**TRY IT:** A verbatim transcription of the listing below is required, without its pictures.

**SUPPLIED RECORDS:**
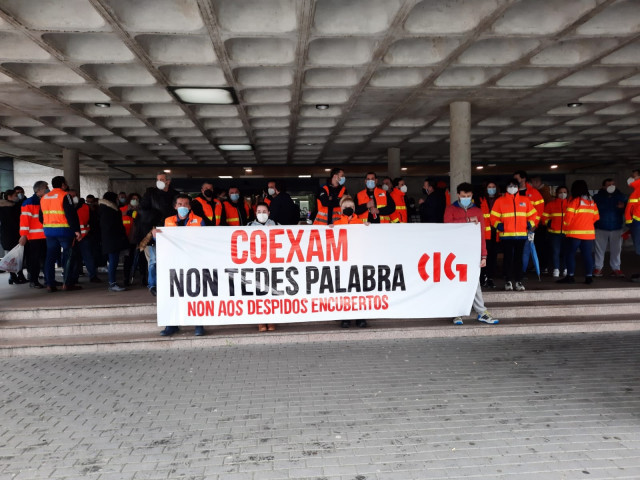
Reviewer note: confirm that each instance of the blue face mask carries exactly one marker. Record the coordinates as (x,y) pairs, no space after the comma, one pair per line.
(183,211)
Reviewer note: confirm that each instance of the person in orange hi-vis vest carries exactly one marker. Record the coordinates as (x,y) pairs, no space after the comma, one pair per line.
(514,217)
(32,231)
(184,218)
(553,218)
(579,229)
(373,204)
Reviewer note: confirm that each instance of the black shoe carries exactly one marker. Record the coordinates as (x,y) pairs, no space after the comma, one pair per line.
(569,279)
(168,331)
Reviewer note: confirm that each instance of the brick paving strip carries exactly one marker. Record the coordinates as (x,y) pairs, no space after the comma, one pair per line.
(518,407)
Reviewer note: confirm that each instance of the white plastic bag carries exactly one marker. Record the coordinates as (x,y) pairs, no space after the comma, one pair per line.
(12,261)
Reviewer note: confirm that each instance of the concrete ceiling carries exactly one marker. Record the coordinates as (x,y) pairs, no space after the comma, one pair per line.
(388,69)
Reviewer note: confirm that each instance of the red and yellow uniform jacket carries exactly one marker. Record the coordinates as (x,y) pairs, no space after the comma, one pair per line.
(400,215)
(30,224)
(553,215)
(322,217)
(580,217)
(513,215)
(192,221)
(632,211)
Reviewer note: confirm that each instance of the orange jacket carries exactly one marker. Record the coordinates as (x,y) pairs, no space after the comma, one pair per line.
(400,215)
(515,213)
(30,222)
(632,211)
(553,215)
(344,220)
(193,221)
(580,217)
(322,217)
(380,197)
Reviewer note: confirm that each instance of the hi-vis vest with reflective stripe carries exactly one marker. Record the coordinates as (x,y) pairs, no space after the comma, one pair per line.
(30,222)
(515,212)
(580,217)
(632,210)
(193,221)
(554,212)
(380,197)
(83,217)
(52,205)
(400,215)
(322,217)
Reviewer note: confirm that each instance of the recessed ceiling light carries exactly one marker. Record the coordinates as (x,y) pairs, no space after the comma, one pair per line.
(228,147)
(204,95)
(552,145)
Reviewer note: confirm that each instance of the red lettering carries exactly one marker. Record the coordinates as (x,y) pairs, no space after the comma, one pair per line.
(234,246)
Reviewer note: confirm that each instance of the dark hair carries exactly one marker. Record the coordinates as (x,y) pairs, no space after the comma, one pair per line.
(57,182)
(465,187)
(110,196)
(579,188)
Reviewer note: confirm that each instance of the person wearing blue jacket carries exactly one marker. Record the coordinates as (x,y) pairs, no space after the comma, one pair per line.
(611,203)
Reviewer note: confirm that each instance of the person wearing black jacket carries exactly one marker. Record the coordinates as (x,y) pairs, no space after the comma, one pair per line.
(114,237)
(282,209)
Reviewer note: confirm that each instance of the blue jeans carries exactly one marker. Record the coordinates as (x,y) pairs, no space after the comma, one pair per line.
(586,248)
(54,244)
(557,250)
(151,281)
(113,265)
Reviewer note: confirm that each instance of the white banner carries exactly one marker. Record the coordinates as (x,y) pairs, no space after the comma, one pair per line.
(280,274)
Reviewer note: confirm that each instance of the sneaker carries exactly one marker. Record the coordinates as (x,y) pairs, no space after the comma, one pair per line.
(487,318)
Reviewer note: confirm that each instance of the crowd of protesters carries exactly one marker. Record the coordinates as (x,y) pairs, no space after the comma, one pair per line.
(525,221)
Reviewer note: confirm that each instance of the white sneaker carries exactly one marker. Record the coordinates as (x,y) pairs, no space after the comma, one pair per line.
(487,318)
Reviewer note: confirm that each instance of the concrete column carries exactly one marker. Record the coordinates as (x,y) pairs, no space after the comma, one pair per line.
(71,167)
(459,145)
(393,162)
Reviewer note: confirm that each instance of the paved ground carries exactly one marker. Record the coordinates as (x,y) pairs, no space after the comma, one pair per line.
(552,407)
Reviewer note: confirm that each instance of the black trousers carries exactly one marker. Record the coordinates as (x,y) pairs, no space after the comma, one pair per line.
(512,266)
(37,253)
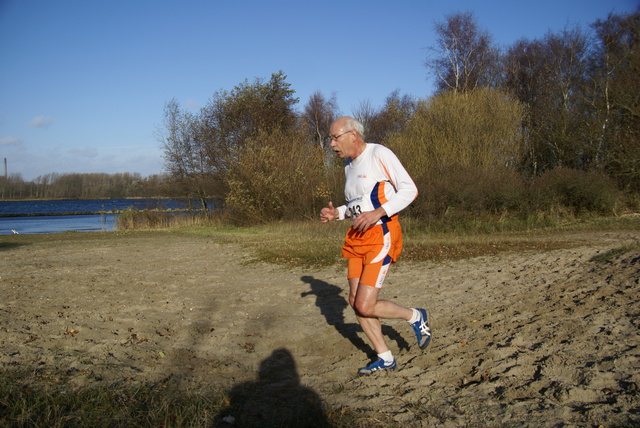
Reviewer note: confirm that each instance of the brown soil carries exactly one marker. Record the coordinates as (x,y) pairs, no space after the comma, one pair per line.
(538,338)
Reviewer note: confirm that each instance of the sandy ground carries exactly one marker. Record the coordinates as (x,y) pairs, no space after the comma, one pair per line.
(530,339)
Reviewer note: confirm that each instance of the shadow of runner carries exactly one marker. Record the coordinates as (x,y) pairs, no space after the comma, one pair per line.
(276,399)
(332,306)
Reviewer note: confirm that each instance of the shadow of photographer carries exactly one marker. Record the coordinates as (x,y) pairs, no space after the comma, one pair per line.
(332,305)
(275,399)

**OUTPUT FOR THIS TASK:**
Reviewer note: confirm that each instance of the blue face mask carries exactly one marker. Record the coordinates as (x,y) pairs, no space after the comma, one pair per line.
(183,211)
Reviewer note: confirm that each instance of the person in orange hi-vis vest carries exactly one marker. Record the coordinates as (x,y) pairs, no space after the comma, one pair per line.
(514,217)
(32,231)
(184,218)
(553,218)
(579,229)
(373,204)
Reviewer note: confirm that each instance of the black shoe carries exactly one marker. Record the coordinates as (x,y) pairs, no space after the comma, one pair per line.
(569,279)
(168,331)
Reviewer note: confirm that each instance of the brick paving strip carries exactly one marker. Record the coordinates as (x,y) pairs, no space after the comma, one pair per line.
(518,407)
Reviewer note: confirm that each instance of the white plastic bag carries exactly one marker. Record the coordinates as (x,y) pairs, no space after the comma, one pair per line.
(12,261)
Reviewer note: confirm that each instance of the concrete ceiling carries exactly one marker. Record the coordinates as (x,y) pairs, no space after the comma, one pair per line.
(388,69)
Reviewer note: confirm that each instance of the red and yellow uniform jacket carries exactly one marker. Record the coordinates as (x,y) pairs, no space after the comma, one pair per line.
(400,215)
(30,224)
(553,215)
(322,217)
(580,217)
(513,215)
(192,221)
(632,211)
Reviewer note: confirm that each instance of the orange jacket carries exactly one marker. Record the coordinates as (x,y) pairs, no space after the comma, one pair per line.
(400,215)
(515,213)
(30,222)
(632,211)
(553,215)
(344,220)
(193,221)
(580,217)
(322,217)
(380,197)
Reviewer note: confirm that each instance of the hi-vis vest with reflective stripe carries exactly one marker. Record the coordinates as (x,y) pairs, no space after the comma, one pair per line.
(30,222)
(515,212)
(580,217)
(632,210)
(193,221)
(554,212)
(380,197)
(83,217)
(52,205)
(400,215)
(322,217)
Reviewer note: confirm that each instance of the recessed ceiling light carries exactly one marker. Record the coordinates as (x,y) pairs, no space after the comma, one pair per line.
(228,147)
(204,95)
(552,145)
Reviewer note: confirm that each instance of the red lettering carries exactly one marker. Record the coordinates as (x,y) pairs, no space after the comma, one pair per line.
(234,246)
Reviewer note: confirm that each instance of the dark hair carries exactly one marker. Record the coordinates as (x,y) pairs, no space after the comma, one pair per line.
(57,182)
(465,187)
(110,196)
(579,188)
Reviewer note: confirm that each instance of the person wearing blue jacket carries exactly one marker. Record the coordinates as (x,y) pairs, no space after the comma, one pair per line.
(611,203)
Reviewer note: confirm that each instance of the person wearing black jacket carries exactly one marker. Record the coordinates as (x,y) pairs, no space after the comma, one pair per line.
(114,237)
(282,209)
Reviewer note: confirm that each instance of the blue jeans carries exactly one marker. Record the coordinates as (x,y) pairs, no space after the comma, one pair per line.
(586,248)
(54,244)
(557,250)
(151,281)
(113,265)
Reviewer note: confirm that each instance of the white banner carries exactly one marker. Record the coordinates as (x,y) pairs, no space after the comma, one pair per line.
(280,274)
Reviewer note: confirm that each instance of the sneaker carries exactly one marker. Record the coordinates as (x,y) pairs, no space after the comma, one pair per line.
(487,318)
Reviewer note: confirm that each instance of the crowd of protesters carries exactly one marker. Record the coordinates as (x,y) pairs, no space after the comma, one pair per line.
(525,221)
Reviewer note: confirm that each instance of the white sneaker carries exactly one marker. Record the coordinates as (x,y) pairs, no space after the comma, one pair per line.
(487,318)
Reviewer note: confirm that each instance of the concrete column carries exactly one marker. Record the coordinates as (x,y) pairs, no space after the comma, one pair per line.
(71,167)
(459,145)
(393,162)
Reviewer note: confirm that each instance of the paved ground carries exactly one marker. Record the coordinates as (x,y) pairs, no space after the comma, one pair per line.
(552,407)
Reviewer note: confirm that each instance of the black trousers carries exactly one marker. Record the coordinates as (x,y) pairs, no space after the comma, one pair per line.
(512,266)
(37,253)
Reviewer note: confirm that each instance of the brown soil carries exactly one marker. Record the coordinates as (x,y) pairs, no space after the comma, one pair per line.
(538,338)
Reviewer note: confirm that each instance of the sandy ground carries exactly one marker. Record the coordinates as (x,y) pairs, no space after the comma, one pair per line.
(530,339)
Reviewer note: confirm that each instance of the shadow of runner carries exactly one marker. Record the coordinates as (x,y) pairs, no space after the comma, one pair per line.
(276,399)
(332,306)
Reviewer note: confirm that each instance of the shadow of photographer carries exactly one marker. Record the coordinates as (x,y) pairs, no space after the comma, one pair per line.
(332,305)
(275,399)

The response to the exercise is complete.